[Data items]
######

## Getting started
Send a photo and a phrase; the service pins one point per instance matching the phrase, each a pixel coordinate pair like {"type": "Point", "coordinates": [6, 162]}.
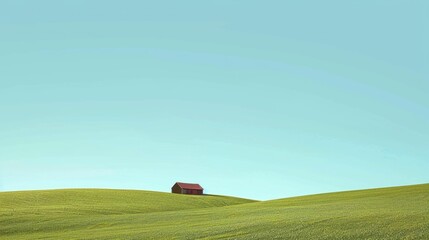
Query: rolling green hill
{"type": "Point", "coordinates": [387, 213]}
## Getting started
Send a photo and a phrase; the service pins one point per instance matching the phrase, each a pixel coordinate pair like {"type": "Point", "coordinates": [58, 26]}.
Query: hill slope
{"type": "Point", "coordinates": [389, 213]}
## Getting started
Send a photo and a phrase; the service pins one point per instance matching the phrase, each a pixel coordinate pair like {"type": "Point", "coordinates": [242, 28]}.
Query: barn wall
{"type": "Point", "coordinates": [176, 189]}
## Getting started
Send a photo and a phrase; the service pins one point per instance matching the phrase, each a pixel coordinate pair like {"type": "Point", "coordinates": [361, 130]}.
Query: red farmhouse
{"type": "Point", "coordinates": [187, 188]}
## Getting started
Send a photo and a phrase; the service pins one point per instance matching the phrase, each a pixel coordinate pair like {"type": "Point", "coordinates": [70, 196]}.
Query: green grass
{"type": "Point", "coordinates": [388, 213]}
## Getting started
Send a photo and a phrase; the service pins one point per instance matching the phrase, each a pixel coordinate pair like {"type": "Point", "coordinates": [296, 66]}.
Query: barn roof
{"type": "Point", "coordinates": [193, 186]}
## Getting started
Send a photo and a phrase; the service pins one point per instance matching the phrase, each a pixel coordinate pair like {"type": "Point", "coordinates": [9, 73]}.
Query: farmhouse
{"type": "Point", "coordinates": [187, 188]}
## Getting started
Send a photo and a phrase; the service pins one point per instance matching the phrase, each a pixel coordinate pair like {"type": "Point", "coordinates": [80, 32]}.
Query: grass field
{"type": "Point", "coordinates": [387, 213]}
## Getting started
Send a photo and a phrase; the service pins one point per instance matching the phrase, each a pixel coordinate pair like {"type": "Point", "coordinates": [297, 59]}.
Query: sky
{"type": "Point", "coordinates": [257, 99]}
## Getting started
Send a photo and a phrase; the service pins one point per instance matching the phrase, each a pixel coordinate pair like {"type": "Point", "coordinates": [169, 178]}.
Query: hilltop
{"type": "Point", "coordinates": [386, 213]}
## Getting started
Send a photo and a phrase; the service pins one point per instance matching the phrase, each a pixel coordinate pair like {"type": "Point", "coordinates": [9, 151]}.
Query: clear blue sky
{"type": "Point", "coordinates": [259, 99]}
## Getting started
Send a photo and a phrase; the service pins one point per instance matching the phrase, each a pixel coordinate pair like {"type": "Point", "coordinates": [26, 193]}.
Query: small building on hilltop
{"type": "Point", "coordinates": [187, 188]}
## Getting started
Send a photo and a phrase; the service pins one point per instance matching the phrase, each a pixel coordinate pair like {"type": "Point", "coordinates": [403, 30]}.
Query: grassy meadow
{"type": "Point", "coordinates": [386, 213]}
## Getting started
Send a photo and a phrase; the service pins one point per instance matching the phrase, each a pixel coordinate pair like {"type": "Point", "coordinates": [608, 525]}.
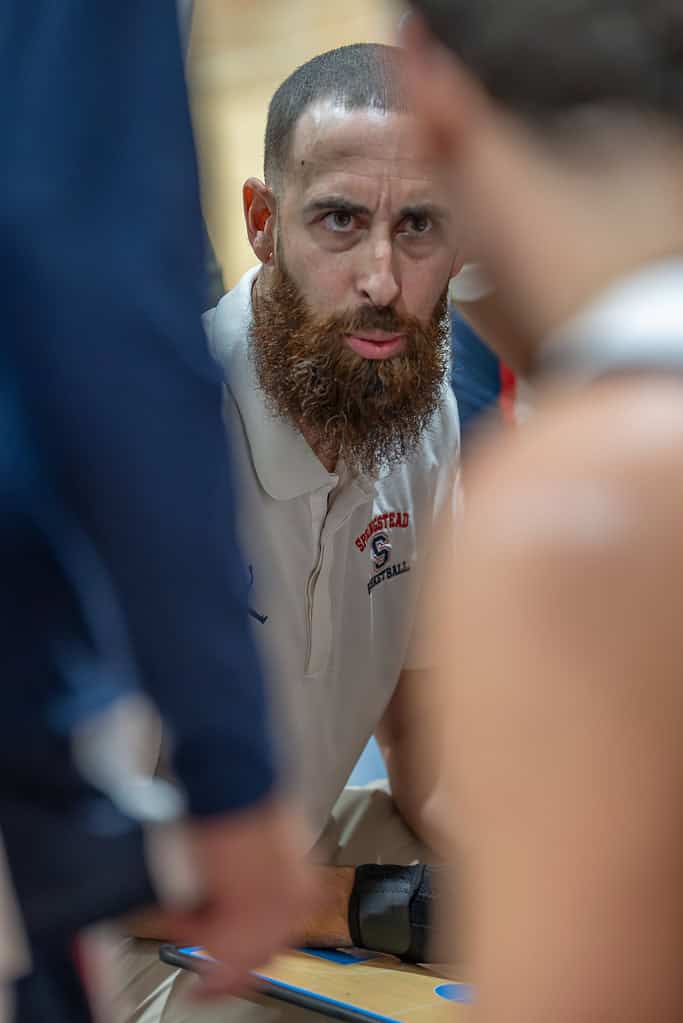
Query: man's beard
{"type": "Point", "coordinates": [370, 412]}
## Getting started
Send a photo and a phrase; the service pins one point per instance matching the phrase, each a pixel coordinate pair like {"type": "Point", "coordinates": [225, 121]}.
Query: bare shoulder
{"type": "Point", "coordinates": [593, 472]}
{"type": "Point", "coordinates": [572, 557]}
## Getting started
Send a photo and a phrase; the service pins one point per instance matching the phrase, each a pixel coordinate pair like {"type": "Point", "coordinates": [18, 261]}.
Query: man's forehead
{"type": "Point", "coordinates": [331, 140]}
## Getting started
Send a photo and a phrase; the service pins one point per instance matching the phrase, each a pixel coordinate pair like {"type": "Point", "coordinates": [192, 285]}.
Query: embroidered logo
{"type": "Point", "coordinates": [388, 520]}
{"type": "Point", "coordinates": [381, 549]}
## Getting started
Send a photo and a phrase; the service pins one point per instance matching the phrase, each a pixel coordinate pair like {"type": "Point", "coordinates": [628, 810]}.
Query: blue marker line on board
{"type": "Point", "coordinates": [455, 992]}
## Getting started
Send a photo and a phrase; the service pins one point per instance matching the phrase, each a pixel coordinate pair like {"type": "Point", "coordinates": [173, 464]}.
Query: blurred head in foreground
{"type": "Point", "coordinates": [354, 228]}
{"type": "Point", "coordinates": [562, 123]}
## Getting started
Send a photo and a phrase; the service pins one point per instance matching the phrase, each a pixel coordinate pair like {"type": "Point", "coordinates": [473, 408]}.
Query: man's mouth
{"type": "Point", "coordinates": [376, 344]}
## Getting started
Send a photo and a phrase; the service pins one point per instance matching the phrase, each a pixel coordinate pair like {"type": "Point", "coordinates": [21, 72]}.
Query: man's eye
{"type": "Point", "coordinates": [338, 221]}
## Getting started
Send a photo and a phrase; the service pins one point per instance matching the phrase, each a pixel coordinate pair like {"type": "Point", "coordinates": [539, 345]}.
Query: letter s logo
{"type": "Point", "coordinates": [381, 550]}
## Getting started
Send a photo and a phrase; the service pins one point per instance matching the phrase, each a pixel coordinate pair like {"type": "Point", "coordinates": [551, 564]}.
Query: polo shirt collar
{"type": "Point", "coordinates": [283, 460]}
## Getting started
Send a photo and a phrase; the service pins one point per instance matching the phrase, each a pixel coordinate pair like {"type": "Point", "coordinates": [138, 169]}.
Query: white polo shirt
{"type": "Point", "coordinates": [336, 566]}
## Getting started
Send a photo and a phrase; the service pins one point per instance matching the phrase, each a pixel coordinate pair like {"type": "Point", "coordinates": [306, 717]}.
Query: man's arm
{"type": "Point", "coordinates": [406, 739]}
{"type": "Point", "coordinates": [324, 926]}
{"type": "Point", "coordinates": [565, 742]}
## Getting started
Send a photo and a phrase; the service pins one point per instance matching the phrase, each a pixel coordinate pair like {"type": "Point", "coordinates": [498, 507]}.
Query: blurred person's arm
{"type": "Point", "coordinates": [474, 296]}
{"type": "Point", "coordinates": [565, 713]}
{"type": "Point", "coordinates": [323, 926]}
{"type": "Point", "coordinates": [408, 739]}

######

Pick out each line in the records above that contains the word "hilltop", and copy those lines.

_RESULT_.
Query: hilltop
Query: small building on hilltop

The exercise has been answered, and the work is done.